Agreed but we are discussing cash flow positive rental properties. 

If you put 20% down and the tenants pay the mortgage for 25 years you're still way ahead of the game even if the purchase price goes down 20% because you haven't paid for the property the tenants have. 

Also I come from a small town in Northern Ontario where the cost of building materials for a house is higher than the cost of a house on the Real Estate Market. 

I too have made plans......


----------



## moneymusing (Apr 3, 2009)

Elmira Nancy said:


> Does real estate business make good amount of money? I want to become super rich in the future.If not, what other business do you recommend for good money making?


What is super rich to you? $1 million, $50 million, $10 billion? Making a million bucks can be done in nearly any entrepreneurial venture given the right business plan, a lot of sweat, and a little luck.

For a billion dollar business you're going to need people in the right places and a complete obsession with your goal. I don't think there are any accidental billionaires out there.


----------



## Rickson9 (Apr 9, 2009)

Elmira Nancy said:


> Does real estate business make good amount of money? I want to become super rich in the future.If not, what other business do you recommend for good money making?


I recommend understanding financial statements in order to make money.

If you're not willing to do that, then I guess there's just the lottery.


----------



## sprocket1200 (Aug 21, 2009)

maybe check out the list of the top 50 richest people in the world. very few real estate moguls there...


----------



## Berubeland (Sep 6, 2009)

Sprocket I can assure you that even if the business they are in isn't real estate a good percentage of their net worth will be tied up in real estate in the form of houses to live in and buildings/land that are owned by their business.
━━━━━━━━
WHAT TO DO:
1. Answer these questions about the real estate forum thread:
(a) In the first post, for how many years are the tenants said to pay the mortgage?
(b) According to moneymusing, what two things does a billion-dollar business need?
(c) What does Rickson9 recommend understanding in order to make money?
2. Pick up the real estate forum thread after its last post and write the next post.
The lines below come from a separate, unrelated source.

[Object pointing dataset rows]
━━━━━━━━
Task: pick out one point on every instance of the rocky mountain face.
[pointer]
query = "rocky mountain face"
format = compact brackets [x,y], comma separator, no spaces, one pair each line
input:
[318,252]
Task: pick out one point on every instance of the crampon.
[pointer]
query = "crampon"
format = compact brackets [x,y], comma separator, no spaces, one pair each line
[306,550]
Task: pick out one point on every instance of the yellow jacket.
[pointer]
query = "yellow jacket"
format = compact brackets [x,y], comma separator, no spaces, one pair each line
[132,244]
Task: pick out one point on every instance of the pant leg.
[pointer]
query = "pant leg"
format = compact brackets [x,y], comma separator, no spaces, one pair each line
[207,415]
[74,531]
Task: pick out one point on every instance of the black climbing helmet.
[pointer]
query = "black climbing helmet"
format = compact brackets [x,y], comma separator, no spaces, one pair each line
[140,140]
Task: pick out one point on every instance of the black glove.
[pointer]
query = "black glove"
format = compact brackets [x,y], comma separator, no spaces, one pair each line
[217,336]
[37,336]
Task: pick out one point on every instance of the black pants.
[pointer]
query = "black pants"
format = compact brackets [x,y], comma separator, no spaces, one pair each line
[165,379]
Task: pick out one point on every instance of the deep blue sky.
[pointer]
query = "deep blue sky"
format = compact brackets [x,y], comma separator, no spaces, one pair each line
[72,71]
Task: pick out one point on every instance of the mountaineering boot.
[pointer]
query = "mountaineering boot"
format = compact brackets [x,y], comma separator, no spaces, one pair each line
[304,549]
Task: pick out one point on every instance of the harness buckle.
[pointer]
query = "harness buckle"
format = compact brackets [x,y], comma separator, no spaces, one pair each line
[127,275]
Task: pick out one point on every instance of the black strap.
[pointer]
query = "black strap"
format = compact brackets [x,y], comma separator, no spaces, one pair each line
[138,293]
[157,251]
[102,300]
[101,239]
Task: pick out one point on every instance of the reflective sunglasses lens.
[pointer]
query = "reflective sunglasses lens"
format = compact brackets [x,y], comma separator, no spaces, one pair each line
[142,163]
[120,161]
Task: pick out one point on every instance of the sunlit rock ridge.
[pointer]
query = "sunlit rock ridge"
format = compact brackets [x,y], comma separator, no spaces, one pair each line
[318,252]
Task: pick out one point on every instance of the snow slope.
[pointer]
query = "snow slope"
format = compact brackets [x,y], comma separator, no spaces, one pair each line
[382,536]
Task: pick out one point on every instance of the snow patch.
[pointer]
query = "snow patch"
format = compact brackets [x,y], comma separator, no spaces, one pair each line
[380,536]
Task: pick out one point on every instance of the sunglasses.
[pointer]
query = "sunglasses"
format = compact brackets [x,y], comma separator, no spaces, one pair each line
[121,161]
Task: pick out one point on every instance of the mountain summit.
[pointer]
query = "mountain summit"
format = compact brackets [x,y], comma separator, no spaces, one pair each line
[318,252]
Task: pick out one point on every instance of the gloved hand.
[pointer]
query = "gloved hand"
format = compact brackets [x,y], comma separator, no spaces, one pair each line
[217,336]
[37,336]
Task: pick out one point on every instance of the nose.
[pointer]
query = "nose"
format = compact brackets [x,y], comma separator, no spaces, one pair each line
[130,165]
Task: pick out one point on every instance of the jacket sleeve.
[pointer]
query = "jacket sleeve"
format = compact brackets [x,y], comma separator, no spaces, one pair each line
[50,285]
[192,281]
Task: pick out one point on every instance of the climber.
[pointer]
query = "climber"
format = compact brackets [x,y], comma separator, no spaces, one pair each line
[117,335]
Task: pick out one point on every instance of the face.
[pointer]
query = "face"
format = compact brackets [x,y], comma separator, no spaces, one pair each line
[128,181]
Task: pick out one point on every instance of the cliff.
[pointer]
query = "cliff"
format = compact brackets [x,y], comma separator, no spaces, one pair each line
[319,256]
━━━━━━━━
TASK ANSWERS:
1.
(a) 25 years.
(b) People in the right places and a complete obsession with your goal.
(c) Financial statements.

2.
----------



## sprocket1200 (Aug 21, 2009)

yes, i absolutely agree. with all those business earnings, why would you pay a landlord rent. thank you for helping make my point. the businesses own their real estate assets, they don't invest in real estate to make money. that is what businesses are for....


----------



## grimace (Feb 20, 2010)

*How to Make $$$*

A good option is commercial real estate or mixed use. With commercial real estate you have known leases, no tenant legislation - strictly contract law - and the tenants pay all expenses so your net income is known from day 1. If you buy solid commercial properties with good corporate commercial tenants the return is almost guaranteed...

I personally prefer mixed use - for example stores on ground floor, offices on second floor and aprtments on top floor.


----------



## Berubeland (Sep 6, 2009)

I too am a fan of mixed use buildings.

Smaller commercial spaces are pretty easy to to rent and once rented have pretty low turnover. 

It the tenant doesn't pay rent... 21 days later you lock the door. No muss no fuss.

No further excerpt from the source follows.